» Selected excerpt
+++

On Christmas Day, I ate meat for the first time in a year and a half. (We’re not counting that chicken salad sandwich that I thought was egg salad – that was an accident, and I threw it out as soon as I realized – we’re talking about intentional meat consumption only). I had a slice of bacon, just one. It smelled so good and, I figured, nothing you eat really counts on Christmas anyway. My mom was standing next to me nattering about something, and I turned to her and said, “I can’t talk about that right now. I’m eating bacon for the first time in over a year. You need to give me a minute.” And I shut my eyes and savored it. I was sad to discover that bacon still tastes as good as I remembered. I’d been theorizing that after such a prolonged period without meat, my body would have adjusted and meat would taste funny to me now, but nope. It was freakin’ fantastic.
Don’t get me wrong, I’m still a vegetarian. (Or, rather, a lacto-ovo-pescatarian, for you purists.) I have no plans to go back to eating meat any time soon: I still believe in my reasons for not eating meat, and I still like my veg lifestyle. That hasn’t changed. But I think one should check in on things now and then, and also I really wanted some bacon. Damn.

+++

» Stored rows
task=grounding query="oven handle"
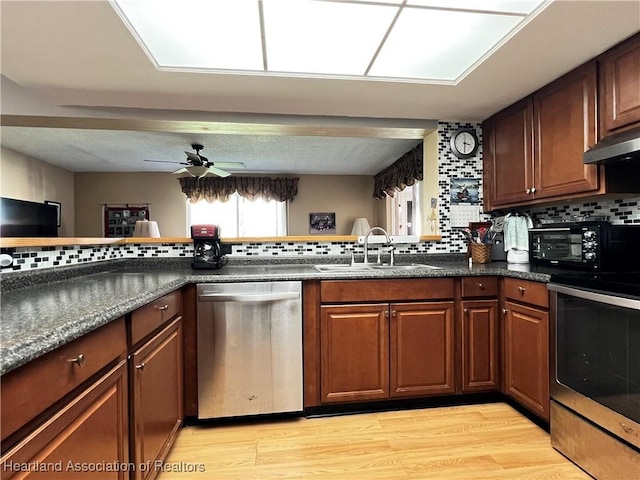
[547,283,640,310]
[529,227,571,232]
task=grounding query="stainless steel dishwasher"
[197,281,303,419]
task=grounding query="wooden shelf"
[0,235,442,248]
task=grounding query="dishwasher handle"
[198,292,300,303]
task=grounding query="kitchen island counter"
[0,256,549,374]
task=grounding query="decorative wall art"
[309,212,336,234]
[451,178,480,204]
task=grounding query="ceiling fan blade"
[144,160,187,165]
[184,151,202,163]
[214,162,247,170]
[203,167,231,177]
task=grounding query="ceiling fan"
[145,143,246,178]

+++

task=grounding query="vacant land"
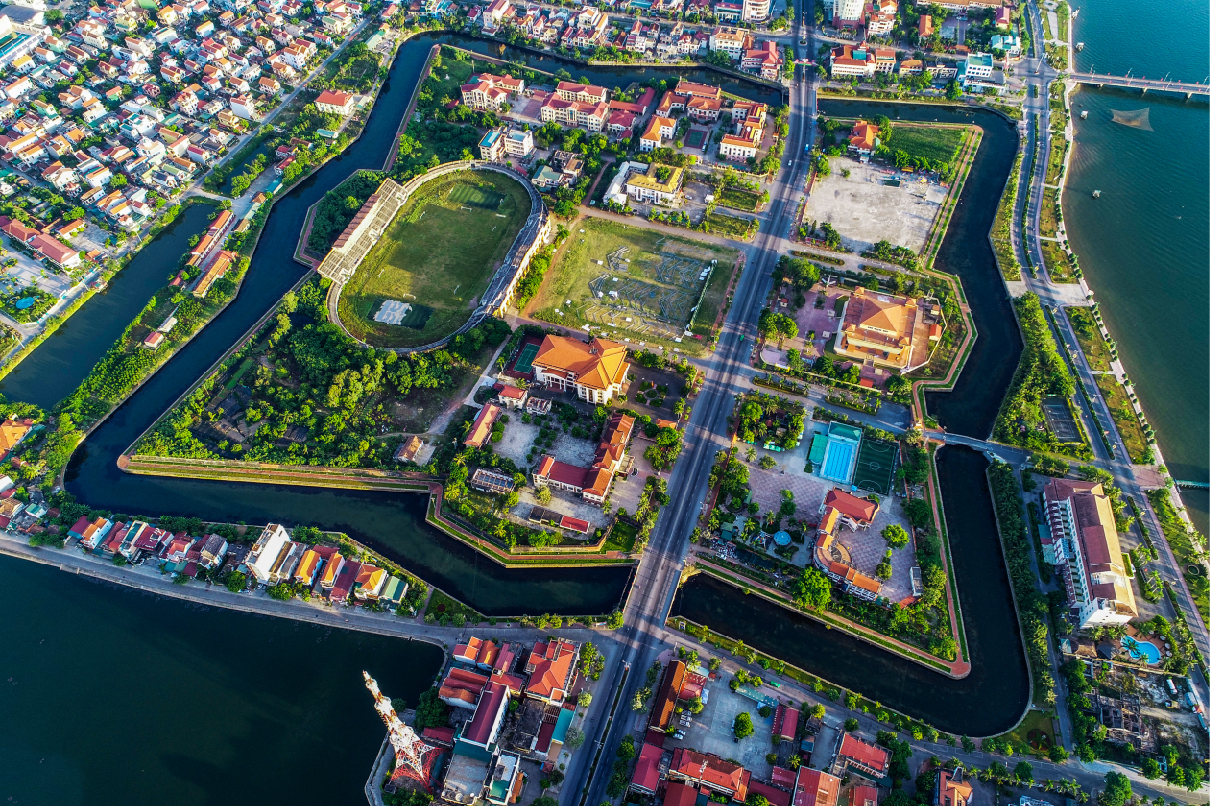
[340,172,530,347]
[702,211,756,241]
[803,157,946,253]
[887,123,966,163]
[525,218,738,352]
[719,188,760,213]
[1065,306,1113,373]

+++

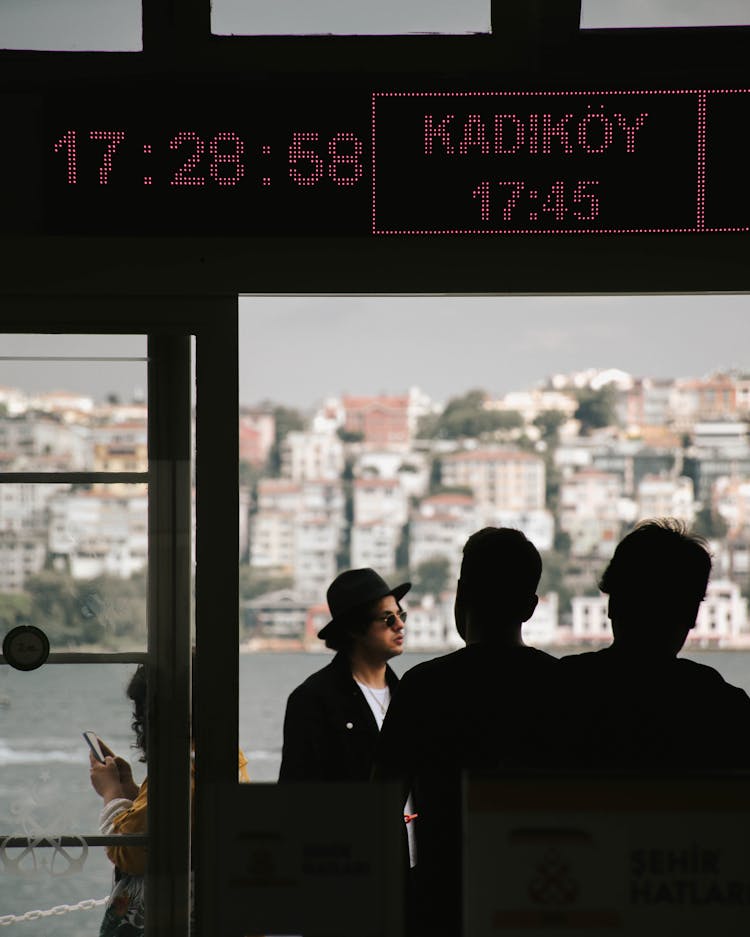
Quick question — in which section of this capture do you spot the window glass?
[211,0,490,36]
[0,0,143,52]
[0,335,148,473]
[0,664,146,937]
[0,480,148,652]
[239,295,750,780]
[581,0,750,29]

+++

» What to do
List every specific food named in the text about eating bacon on Christmas Day. The records aren't needed for this.

» Reply
- chicken salad sandwich
- egg salad
- bacon